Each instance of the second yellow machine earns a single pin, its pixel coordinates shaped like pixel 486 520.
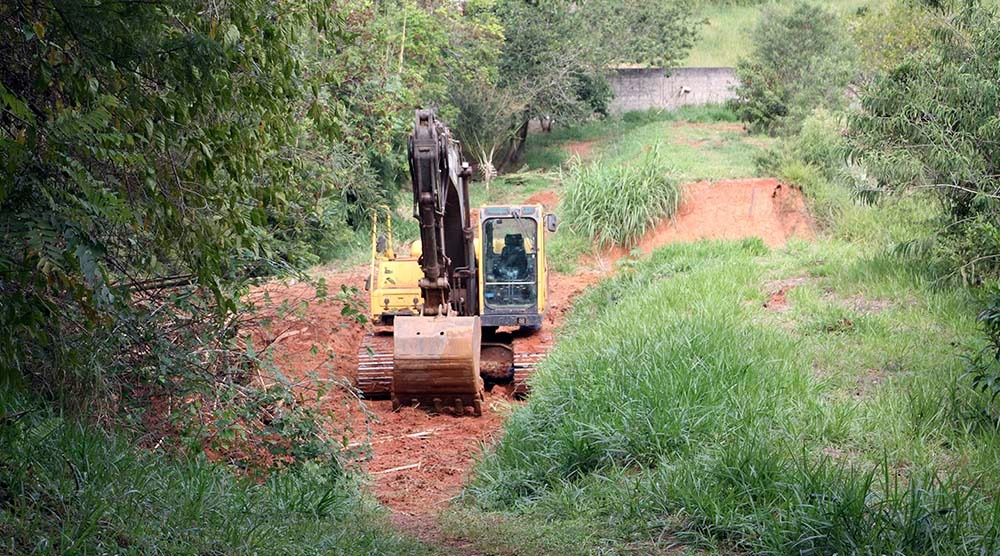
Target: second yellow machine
pixel 463 311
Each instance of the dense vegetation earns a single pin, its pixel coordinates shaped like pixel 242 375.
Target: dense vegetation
pixel 615 204
pixel 833 425
pixel 160 158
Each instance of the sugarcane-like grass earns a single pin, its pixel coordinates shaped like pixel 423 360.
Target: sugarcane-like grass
pixel 615 204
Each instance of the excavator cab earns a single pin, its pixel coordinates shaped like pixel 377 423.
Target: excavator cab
pixel 511 253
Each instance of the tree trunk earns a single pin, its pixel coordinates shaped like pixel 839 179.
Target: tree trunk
pixel 516 150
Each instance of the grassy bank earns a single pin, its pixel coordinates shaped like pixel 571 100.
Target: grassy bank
pixel 727 26
pixel 725 397
pixel 679 410
pixel 66 488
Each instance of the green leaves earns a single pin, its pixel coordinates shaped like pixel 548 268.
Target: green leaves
pixel 800 61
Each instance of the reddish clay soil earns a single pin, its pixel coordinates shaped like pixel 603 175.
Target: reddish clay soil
pixel 547 199
pixel 731 209
pixel 582 149
pixel 418 461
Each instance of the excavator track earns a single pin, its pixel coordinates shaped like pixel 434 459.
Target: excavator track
pixel 375 365
pixel 375 362
pixel 529 350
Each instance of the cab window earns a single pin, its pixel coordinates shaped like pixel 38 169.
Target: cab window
pixel 510 262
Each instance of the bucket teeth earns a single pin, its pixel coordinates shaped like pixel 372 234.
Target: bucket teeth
pixel 376 366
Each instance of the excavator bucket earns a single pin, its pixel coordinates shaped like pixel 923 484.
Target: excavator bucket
pixel 436 362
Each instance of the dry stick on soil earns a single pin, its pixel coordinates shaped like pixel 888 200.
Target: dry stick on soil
pixel 400 468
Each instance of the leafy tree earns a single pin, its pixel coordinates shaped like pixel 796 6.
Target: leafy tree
pixel 933 122
pixel 156 157
pixel 887 34
pixel 556 52
pixel 800 60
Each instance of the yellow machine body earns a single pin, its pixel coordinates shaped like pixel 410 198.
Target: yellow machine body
pixel 441 361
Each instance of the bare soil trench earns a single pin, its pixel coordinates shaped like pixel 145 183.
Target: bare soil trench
pixel 419 462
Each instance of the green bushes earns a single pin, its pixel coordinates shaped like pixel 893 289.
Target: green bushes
pixel 617 203
pixel 800 60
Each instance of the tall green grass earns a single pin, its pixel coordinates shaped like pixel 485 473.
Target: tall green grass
pixel 67 488
pixel 725 34
pixel 615 204
pixel 676 409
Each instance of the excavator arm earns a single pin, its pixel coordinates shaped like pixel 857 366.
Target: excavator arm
pixel 441 204
pixel 436 354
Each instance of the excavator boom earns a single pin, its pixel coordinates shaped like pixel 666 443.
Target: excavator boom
pixel 436 353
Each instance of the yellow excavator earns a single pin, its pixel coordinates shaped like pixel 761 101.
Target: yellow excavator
pixel 457 315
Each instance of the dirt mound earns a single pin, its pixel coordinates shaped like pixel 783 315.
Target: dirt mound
pixel 731 209
pixel 547 199
pixel 582 149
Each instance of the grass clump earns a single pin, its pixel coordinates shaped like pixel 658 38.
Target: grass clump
pixel 617 203
pixel 68 488
pixel 829 427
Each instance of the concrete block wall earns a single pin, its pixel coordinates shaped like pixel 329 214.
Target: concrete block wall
pixel 645 88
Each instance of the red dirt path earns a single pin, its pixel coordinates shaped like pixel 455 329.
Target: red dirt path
pixel 418 461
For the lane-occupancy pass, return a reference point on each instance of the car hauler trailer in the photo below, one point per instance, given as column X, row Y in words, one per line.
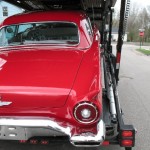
column 101, row 14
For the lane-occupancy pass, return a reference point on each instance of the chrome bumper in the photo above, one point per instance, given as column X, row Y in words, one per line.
column 23, row 129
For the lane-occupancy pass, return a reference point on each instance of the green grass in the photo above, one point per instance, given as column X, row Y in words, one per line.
column 146, row 52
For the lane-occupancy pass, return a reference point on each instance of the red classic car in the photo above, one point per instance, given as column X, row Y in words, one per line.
column 50, row 77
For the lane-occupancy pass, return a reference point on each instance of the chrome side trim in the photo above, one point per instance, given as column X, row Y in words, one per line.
column 25, row 128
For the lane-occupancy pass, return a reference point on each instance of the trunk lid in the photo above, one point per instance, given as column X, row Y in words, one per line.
column 38, row 78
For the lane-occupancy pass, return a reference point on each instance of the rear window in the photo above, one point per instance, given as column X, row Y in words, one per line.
column 39, row 33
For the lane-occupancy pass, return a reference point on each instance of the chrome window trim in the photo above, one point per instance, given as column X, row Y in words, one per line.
column 45, row 22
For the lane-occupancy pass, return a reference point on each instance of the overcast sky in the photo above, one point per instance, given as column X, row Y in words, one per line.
column 141, row 3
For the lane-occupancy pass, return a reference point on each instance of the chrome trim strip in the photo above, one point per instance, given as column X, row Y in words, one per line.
column 34, row 123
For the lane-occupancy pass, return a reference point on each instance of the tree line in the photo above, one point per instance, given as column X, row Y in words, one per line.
column 139, row 18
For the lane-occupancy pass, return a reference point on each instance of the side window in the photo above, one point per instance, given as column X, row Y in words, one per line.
column 89, row 27
column 24, row 27
column 5, row 11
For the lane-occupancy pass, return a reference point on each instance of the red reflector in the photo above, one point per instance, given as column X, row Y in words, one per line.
column 44, row 142
column 105, row 143
column 127, row 134
column 127, row 143
column 23, row 141
column 33, row 141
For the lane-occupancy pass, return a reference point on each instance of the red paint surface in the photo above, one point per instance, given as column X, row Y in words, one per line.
column 49, row 80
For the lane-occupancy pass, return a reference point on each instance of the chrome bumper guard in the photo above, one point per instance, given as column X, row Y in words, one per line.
column 23, row 129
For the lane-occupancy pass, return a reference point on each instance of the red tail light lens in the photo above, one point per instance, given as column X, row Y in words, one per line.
column 127, row 143
column 127, row 134
column 33, row 141
column 85, row 112
column 23, row 141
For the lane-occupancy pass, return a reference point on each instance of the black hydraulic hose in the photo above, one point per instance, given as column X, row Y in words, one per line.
column 120, row 38
column 126, row 16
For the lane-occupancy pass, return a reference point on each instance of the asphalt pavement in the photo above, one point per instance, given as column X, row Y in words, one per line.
column 134, row 93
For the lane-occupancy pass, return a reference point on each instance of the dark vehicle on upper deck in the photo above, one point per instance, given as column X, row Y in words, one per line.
column 58, row 76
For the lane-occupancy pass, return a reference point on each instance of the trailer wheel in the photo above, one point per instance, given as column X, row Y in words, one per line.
column 128, row 148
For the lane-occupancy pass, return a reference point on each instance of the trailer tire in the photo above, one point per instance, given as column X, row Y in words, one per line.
column 128, row 148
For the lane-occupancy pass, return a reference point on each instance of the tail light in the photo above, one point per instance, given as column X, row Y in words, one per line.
column 127, row 136
column 85, row 112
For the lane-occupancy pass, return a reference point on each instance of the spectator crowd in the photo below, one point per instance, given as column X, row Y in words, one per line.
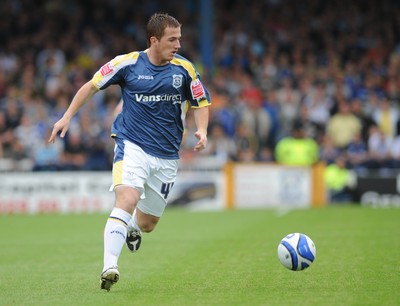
column 327, row 72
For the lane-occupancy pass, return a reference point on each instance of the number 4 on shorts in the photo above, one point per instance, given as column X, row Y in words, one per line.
column 166, row 188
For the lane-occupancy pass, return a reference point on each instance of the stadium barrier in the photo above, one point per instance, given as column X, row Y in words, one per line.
column 207, row 186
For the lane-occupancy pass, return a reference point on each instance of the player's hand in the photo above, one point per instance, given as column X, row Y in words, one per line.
column 202, row 143
column 61, row 125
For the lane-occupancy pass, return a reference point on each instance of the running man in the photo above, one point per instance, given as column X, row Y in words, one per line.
column 158, row 86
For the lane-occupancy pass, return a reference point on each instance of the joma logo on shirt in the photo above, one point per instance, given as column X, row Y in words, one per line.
column 158, row 98
column 145, row 77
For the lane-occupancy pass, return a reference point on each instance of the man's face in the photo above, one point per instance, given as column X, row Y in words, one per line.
column 169, row 44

Task to carry out:
Reproduce the lines of the entries above from the one with "Target: bucket teeth" to the one with "Each instance of the tall", both included, exactly and without any other line.

Task answer:
Target: bucket teeth
pixel 376 366
Each instance of the excavator bucket earns a single pin, its pixel coordinates shaped like pixel 923 484.
Target: excavator bucket
pixel 436 362
Each instance of the dry stick on soil earns a single pin, its pixel coordinates shaped like pixel 888 200.
Target: dry stick on soil
pixel 400 468
Each instance of the leafy tree earns a single pin, its pixel coordinates shaped like pixel 796 6.
Target: leafy tree
pixel 933 122
pixel 156 157
pixel 887 34
pixel 556 52
pixel 800 60
Each instance of the yellow machine body earns a single pin, its pixel coordinates shaped like pixel 410 198.
Target: yellow machine body
pixel 441 361
Each instance of the bare soil trench earns a single pin, its pixel coordinates shaped like pixel 145 183.
Target: bare soil trench
pixel 419 462
Each instance of the green bushes earns a single pin, its pixel coordinates shaped like pixel 893 289.
Target: green bushes
pixel 617 203
pixel 800 60
Each instance of the tall green grass earns a single pin, its pixel coordinates shaped like pixel 485 473.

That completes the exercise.